● Problem description: Turn all of the data below into a numbered list with one line per item, skipping any blank lines.

● Stored records:
.....

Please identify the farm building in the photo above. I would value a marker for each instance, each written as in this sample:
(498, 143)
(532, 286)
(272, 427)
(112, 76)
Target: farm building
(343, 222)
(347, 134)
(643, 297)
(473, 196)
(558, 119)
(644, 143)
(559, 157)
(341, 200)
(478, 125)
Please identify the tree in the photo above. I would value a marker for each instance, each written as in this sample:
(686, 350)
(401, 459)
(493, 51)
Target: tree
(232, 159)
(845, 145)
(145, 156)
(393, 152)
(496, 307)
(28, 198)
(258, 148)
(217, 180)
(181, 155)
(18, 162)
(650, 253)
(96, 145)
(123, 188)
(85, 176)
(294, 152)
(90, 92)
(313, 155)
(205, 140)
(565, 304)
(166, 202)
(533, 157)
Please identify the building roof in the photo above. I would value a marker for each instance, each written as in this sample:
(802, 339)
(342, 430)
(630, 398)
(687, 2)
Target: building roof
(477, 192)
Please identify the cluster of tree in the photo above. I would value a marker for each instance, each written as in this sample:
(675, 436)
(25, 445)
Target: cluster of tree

.....

● Response to this exercise:
1. Please identify the farm building in the photo above. I would value a marker for each instance, each written as in this sample:
2. (498, 143)
3. (532, 286)
4. (272, 427)
5. (112, 76)
6. Target: farm building
7. (343, 222)
8. (347, 134)
9. (643, 297)
10. (473, 196)
11. (558, 119)
12. (644, 143)
13. (559, 157)
14. (341, 200)
15. (478, 125)
16. Please identify the tree in the photo above. I would value a marker for each instance, each written as in this sample:
17. (686, 350)
18. (401, 459)
19. (493, 51)
20. Target: tree
21. (232, 159)
22. (845, 145)
23. (145, 156)
24. (393, 152)
25. (496, 307)
26. (28, 198)
27. (258, 148)
28. (217, 180)
29. (181, 155)
30. (18, 162)
31. (650, 253)
32. (96, 145)
33. (123, 188)
34. (85, 176)
35. (294, 152)
36. (90, 92)
37. (313, 155)
38. (205, 140)
39. (565, 304)
40. (166, 202)
41. (533, 157)
42. Please identify the building roof in the photo above. I would value a marker for each instance, each written as in this sample:
43. (802, 339)
44. (342, 430)
45. (630, 398)
46. (687, 2)
47. Target: building roof
48. (477, 192)
49. Please identify the cluster of tree in the photo above. I would value a marker for each instance, each written as in this sample:
50. (675, 436)
51. (25, 445)
52. Target: cluster of tree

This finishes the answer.